(Data items)
+++++

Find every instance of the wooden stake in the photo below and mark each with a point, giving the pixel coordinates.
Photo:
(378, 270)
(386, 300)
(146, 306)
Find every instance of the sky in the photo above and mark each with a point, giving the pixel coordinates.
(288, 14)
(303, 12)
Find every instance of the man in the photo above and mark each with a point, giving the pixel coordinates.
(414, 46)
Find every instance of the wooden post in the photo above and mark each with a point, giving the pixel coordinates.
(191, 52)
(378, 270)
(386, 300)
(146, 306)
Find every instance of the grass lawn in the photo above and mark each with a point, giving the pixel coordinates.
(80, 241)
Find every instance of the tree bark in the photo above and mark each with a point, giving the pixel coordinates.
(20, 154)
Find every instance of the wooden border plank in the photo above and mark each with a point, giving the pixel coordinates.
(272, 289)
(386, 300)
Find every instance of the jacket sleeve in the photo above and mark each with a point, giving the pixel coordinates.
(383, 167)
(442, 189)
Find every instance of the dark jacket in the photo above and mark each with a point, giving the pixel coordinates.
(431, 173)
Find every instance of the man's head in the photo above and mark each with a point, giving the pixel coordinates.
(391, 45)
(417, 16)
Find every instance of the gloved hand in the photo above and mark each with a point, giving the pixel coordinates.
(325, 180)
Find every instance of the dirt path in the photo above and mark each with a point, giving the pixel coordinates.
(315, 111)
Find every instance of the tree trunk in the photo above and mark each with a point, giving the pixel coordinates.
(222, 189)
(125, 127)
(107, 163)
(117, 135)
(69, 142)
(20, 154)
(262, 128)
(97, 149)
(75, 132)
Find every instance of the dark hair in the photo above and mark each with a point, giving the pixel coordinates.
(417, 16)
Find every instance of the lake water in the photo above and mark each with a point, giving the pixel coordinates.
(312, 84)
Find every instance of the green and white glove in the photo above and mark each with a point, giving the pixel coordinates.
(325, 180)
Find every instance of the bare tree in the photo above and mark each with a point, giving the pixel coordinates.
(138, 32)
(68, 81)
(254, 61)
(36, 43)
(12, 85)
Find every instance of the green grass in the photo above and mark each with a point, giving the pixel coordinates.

+++++

*The task*
Starting from the line that contains "Find every instance of the tree bark", give again every line to the last line of the data, exactly. Include nothing else.

*Response*
Find every instance of the tree bark in the photo above and mark each with a point, giving the pixel coordinates.
(20, 154)
Find every instance of the wooden border plank in the photo above and mark each with a point, giving the pixel coordinates.
(272, 289)
(386, 300)
Find every instance of the jacket sleeve in the photo above and mark each with a point, giving the pixel coordinates.
(383, 167)
(442, 189)
Find every instance of the dark jacket in the photo above and mark each with a point, giving the pixel coordinates.
(431, 173)
Find every instance of the man's head in the photo above and mark each with a point, giving the pixel coordinates.
(391, 45)
(417, 16)
Find every instance of the gloved hand in the photo above and mark each with a point, giving the pixel coordinates.
(325, 180)
Find every instance of the dirt path in the photo above and mark each with a point, giving the pixel coordinates.
(315, 111)
Find every instance of the tree trunk in the photo above and mark each with a point, giving the pixel coordinates.
(222, 189)
(125, 127)
(107, 163)
(117, 135)
(69, 142)
(20, 154)
(262, 128)
(97, 149)
(75, 132)
Find every instance of the dark hair in the photo above and mark each with a point, giving the pixel coordinates.
(417, 16)
Find every instance of the lake water in the photo above and mark each with a point, giving the pixel coordinates.
(312, 84)
Find every instance of the green and white glove in the photo above and mark each with a point, giving the pixel coordinates.
(325, 180)
Find every instance of the bare tree in the photo above and mark each with a point, giving the pixel coordinates.
(138, 32)
(68, 81)
(254, 61)
(36, 43)
(12, 85)
Find every instance of the green grass in the photo above and mark each with a point, giving the pixel coordinates.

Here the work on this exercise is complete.